=== TASK DATA ===
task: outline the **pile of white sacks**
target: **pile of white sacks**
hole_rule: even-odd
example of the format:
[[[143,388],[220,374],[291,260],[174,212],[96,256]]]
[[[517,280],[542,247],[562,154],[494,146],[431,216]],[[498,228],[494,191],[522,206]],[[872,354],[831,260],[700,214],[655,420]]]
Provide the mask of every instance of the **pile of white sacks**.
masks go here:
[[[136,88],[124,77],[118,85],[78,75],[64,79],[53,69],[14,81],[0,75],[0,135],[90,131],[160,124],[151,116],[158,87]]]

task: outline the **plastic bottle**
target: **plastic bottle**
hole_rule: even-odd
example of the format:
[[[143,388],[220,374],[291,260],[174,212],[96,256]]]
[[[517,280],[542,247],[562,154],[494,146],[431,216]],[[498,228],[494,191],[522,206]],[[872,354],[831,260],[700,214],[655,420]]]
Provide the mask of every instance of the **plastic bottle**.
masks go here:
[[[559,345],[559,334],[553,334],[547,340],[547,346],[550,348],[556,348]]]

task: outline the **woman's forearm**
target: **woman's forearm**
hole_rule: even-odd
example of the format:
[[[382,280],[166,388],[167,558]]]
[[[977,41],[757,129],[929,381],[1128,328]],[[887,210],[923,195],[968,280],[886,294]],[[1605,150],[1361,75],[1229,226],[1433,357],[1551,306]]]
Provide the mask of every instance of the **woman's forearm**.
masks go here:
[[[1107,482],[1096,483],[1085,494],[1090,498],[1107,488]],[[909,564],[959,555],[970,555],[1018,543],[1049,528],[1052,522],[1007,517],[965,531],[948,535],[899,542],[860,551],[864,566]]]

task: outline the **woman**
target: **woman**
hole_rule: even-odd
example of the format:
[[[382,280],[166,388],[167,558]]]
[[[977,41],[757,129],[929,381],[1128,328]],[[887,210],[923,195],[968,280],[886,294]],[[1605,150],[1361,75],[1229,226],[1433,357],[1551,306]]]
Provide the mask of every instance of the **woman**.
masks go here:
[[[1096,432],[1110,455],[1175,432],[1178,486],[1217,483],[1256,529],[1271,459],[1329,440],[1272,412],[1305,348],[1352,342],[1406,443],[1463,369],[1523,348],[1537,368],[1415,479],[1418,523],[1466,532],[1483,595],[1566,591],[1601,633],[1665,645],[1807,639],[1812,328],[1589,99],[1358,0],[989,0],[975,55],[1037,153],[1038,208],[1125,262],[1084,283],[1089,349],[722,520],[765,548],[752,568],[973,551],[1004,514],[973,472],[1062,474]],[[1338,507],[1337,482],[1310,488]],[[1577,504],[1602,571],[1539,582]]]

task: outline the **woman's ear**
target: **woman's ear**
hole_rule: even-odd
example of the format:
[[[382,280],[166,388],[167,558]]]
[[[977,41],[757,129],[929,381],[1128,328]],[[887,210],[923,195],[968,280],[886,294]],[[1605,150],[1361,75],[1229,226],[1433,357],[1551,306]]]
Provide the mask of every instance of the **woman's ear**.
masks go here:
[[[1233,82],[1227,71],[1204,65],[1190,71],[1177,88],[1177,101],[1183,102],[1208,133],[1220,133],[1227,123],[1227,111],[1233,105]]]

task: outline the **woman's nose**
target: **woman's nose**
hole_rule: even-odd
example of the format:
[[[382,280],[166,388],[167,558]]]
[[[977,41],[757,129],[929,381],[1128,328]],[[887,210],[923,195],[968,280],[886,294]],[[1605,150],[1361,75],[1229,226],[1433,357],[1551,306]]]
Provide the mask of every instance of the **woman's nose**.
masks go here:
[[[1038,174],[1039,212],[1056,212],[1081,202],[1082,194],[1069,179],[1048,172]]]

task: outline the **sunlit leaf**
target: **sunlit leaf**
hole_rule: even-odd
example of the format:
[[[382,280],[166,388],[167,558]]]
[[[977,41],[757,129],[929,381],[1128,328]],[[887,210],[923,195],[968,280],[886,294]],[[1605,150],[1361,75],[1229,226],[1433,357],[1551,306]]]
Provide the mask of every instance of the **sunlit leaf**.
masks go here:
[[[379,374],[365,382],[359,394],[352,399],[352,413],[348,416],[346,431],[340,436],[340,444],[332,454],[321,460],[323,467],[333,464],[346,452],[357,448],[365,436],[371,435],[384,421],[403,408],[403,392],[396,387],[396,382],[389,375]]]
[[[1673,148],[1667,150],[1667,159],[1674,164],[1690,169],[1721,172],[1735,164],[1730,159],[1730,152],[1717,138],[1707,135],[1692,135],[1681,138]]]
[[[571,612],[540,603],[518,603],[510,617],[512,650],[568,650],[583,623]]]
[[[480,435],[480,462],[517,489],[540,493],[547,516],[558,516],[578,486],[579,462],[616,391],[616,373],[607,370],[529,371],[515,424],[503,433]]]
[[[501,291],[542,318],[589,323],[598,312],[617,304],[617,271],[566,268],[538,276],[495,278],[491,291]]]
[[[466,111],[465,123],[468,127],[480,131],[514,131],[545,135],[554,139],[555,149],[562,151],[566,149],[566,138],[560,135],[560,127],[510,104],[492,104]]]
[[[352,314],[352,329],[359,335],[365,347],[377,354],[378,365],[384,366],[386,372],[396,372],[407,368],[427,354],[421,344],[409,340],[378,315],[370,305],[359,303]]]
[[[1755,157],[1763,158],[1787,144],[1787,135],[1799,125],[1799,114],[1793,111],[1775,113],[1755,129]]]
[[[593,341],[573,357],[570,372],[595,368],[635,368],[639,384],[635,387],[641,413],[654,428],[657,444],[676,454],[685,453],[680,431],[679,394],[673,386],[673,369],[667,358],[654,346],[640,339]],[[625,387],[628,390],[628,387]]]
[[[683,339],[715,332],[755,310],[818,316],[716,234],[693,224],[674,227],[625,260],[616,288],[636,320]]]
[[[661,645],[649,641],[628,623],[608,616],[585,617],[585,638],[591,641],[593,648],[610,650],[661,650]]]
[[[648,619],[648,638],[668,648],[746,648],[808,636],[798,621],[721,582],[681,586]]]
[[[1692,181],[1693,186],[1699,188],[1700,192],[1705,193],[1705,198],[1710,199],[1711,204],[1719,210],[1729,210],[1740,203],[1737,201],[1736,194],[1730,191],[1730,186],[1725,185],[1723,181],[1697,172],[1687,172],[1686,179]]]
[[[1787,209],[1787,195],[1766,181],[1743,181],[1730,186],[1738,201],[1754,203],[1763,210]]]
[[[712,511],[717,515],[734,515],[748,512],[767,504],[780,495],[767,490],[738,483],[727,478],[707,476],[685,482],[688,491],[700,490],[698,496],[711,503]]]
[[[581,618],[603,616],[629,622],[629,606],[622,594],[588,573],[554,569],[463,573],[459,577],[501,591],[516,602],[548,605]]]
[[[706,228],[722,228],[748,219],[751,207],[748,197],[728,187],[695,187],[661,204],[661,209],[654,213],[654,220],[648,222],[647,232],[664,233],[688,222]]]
===
*WORK TASK*
Give the listing again in full, with every line intact.

*SOLVED EXERCISE*
task: outline the **pile of white sacks**
target: **pile of white sacks**
hole_rule: even-odd
example of the format:
[[[143,388],[220,374],[291,260],[174,212],[96,256]]]
[[[517,280],[542,247],[562,154],[494,146],[431,216]],[[498,228],[494,191],[522,206]],[[872,354],[831,260],[700,214],[655,420]]]
Provide the mask of every instance of the **pile of white sacks**.
masks go here:
[[[136,88],[124,77],[118,85],[78,75],[64,79],[53,69],[14,81],[0,75],[0,135],[90,131],[160,124],[151,116],[158,87]]]

task: outline the **plastic bottle**
target: **plastic bottle**
hole_rule: even-odd
example of the format:
[[[143,388],[220,374],[291,260],[174,212],[96,256]]]
[[[517,280],[542,247],[562,154],[494,146],[431,216]],[[498,228],[494,191],[522,206]],[[872,354],[831,260],[700,214],[655,420]]]
Provide the mask of every instance of the **plastic bottle**.
masks go here:
[[[559,345],[559,334],[553,334],[547,340],[547,346],[550,348],[556,348]]]

task: outline the **woman's forearm**
target: **woman's forearm**
hole_rule: even-odd
example of the format:
[[[382,280],[166,388],[167,558]]]
[[[977,41],[757,129],[929,381],[1128,328]],[[887,210],[923,195],[968,280],[886,294]],[[1605,150],[1361,75],[1229,226],[1433,357],[1551,306]]]
Provide the mask of every instance of the **woman's forearm**.
masks go here:
[[[1107,482],[1096,483],[1085,494],[1090,498],[1107,488]],[[909,564],[959,555],[970,555],[1018,543],[1049,528],[1052,522],[1007,517],[965,531],[948,535],[899,542],[860,551],[864,566]]]

task: outline the **woman**
target: **woman**
hole_rule: even-odd
example of the format:
[[[382,280],[166,388],[167,558]]]
[[[977,41],[757,129],[929,381],[1128,328]],[[887,210],[923,195],[968,280],[886,294]],[[1605,150],[1361,75],[1229,226],[1433,357],[1551,306]]]
Provide the mask of every instance of the **woman**.
masks go here:
[[[1096,432],[1110,455],[1175,432],[1178,486],[1217,483],[1256,529],[1271,459],[1329,440],[1272,412],[1305,348],[1352,342],[1406,443],[1463,369],[1523,348],[1537,368],[1415,479],[1418,523],[1466,532],[1483,595],[1566,591],[1601,633],[1665,645],[1807,639],[1812,328],[1589,99],[1358,0],[989,0],[975,55],[1037,153],[1038,208],[1125,262],[1084,283],[1089,349],[722,520],[765,548],[752,568],[973,551],[1004,514],[973,472],[1062,474]],[[1338,507],[1337,482],[1310,488]],[[1577,504],[1602,571],[1539,582]]]

task: outline the **woman's ear**
target: **woman's ear**
hole_rule: even-odd
example of the format:
[[[382,280],[166,388],[167,558]]]
[[[977,41],[757,129],[929,381],[1128,328]],[[887,210],[923,195],[968,280],[886,294]],[[1605,150],[1361,75],[1229,226],[1433,357],[1551,306]]]
Provide the mask of every instance of the **woman's ear**.
masks go here:
[[[1233,82],[1227,71],[1204,65],[1190,71],[1177,88],[1177,101],[1183,102],[1208,133],[1220,133],[1227,123],[1227,111],[1233,105]]]

task: outline the **woman's nose**
target: **woman's nose**
hole_rule: even-odd
example of the format:
[[[382,280],[166,388],[167,558]]]
[[[977,41],[757,129],[929,381],[1128,328]],[[887,210],[923,195],[968,280],[886,294]],[[1605,150],[1361,75],[1229,226],[1433,357],[1551,306]]]
Provide the mask of every instance of the **woman's nose**.
masks go here:
[[[1038,174],[1039,212],[1056,212],[1081,202],[1082,194],[1069,179],[1048,172]]]

task: outline the **sunlit leaf**
target: **sunlit leaf**
hole_rule: even-odd
example of the format:
[[[382,280],[166,388],[167,558]]]
[[[977,41],[757,129],[929,381],[1128,328]],[[887,210],[923,195],[968,280],[886,294]],[[1605,150],[1361,75],[1229,226],[1433,357],[1551,306]]]
Provide the mask of every instance of the **sunlit leaf**.
masks go here:
[[[379,374],[365,382],[359,394],[352,399],[352,413],[348,416],[346,431],[340,436],[340,444],[332,454],[321,460],[323,467],[333,464],[346,452],[357,448],[365,436],[371,435],[384,421],[403,408],[403,392],[396,387],[396,382],[389,375]]]
[[[1673,148],[1667,150],[1667,159],[1674,164],[1690,169],[1721,172],[1735,164],[1730,159],[1730,152],[1717,138],[1707,135],[1692,135],[1681,138]]]
[[[571,612],[540,603],[518,603],[510,617],[512,650],[568,650],[583,623]]]
[[[480,435],[480,462],[517,489],[540,493],[547,516],[558,516],[578,486],[579,462],[616,391],[616,373],[607,370],[529,371],[515,424],[503,433]]]
[[[501,291],[542,318],[589,323],[598,312],[617,304],[617,271],[566,268],[538,276],[495,278],[491,291]]]
[[[466,111],[465,123],[468,127],[480,131],[514,131],[545,135],[554,139],[555,149],[562,151],[566,149],[566,138],[560,135],[560,127],[510,104],[492,104]]]
[[[352,314],[352,329],[359,335],[365,347],[377,354],[378,365],[384,366],[386,372],[396,372],[407,368],[427,354],[421,344],[409,340],[378,315],[370,305],[359,303]]]
[[[1755,157],[1763,158],[1787,144],[1787,135],[1799,125],[1799,114],[1793,111],[1775,113],[1755,129]]]
[[[593,341],[573,357],[570,372],[595,368],[635,368],[639,384],[635,387],[641,413],[654,428],[657,444],[676,454],[685,453],[680,431],[679,394],[673,386],[673,369],[667,358],[654,346],[640,339]],[[625,387],[628,390],[628,387]]]
[[[683,339],[715,332],[755,310],[818,316],[716,234],[693,224],[674,227],[625,260],[616,288],[636,320]]]
[[[661,645],[649,641],[628,623],[608,616],[585,617],[585,638],[591,641],[593,648],[610,650],[661,650]]]
[[[648,619],[648,638],[668,648],[746,648],[808,636],[798,621],[721,582],[681,586]]]
[[[1692,181],[1693,186],[1699,188],[1700,192],[1705,193],[1705,198],[1710,199],[1711,204],[1719,210],[1729,210],[1740,203],[1737,201],[1736,194],[1730,191],[1730,186],[1725,185],[1723,181],[1697,172],[1687,172],[1686,179]]]
[[[1787,209],[1787,195],[1766,181],[1743,181],[1730,186],[1738,201],[1754,203],[1763,210]]]
[[[712,511],[717,515],[734,515],[748,512],[767,504],[780,495],[767,490],[738,483],[727,478],[707,476],[685,482],[688,491],[700,490],[698,496],[711,503]]]
[[[581,618],[603,616],[629,622],[629,606],[622,594],[588,573],[554,569],[463,573],[459,577],[501,591],[516,602],[548,605]]]
[[[706,228],[722,228],[748,219],[751,207],[748,197],[728,187],[695,187],[661,204],[661,209],[654,213],[654,220],[648,222],[647,232],[664,233],[688,222]]]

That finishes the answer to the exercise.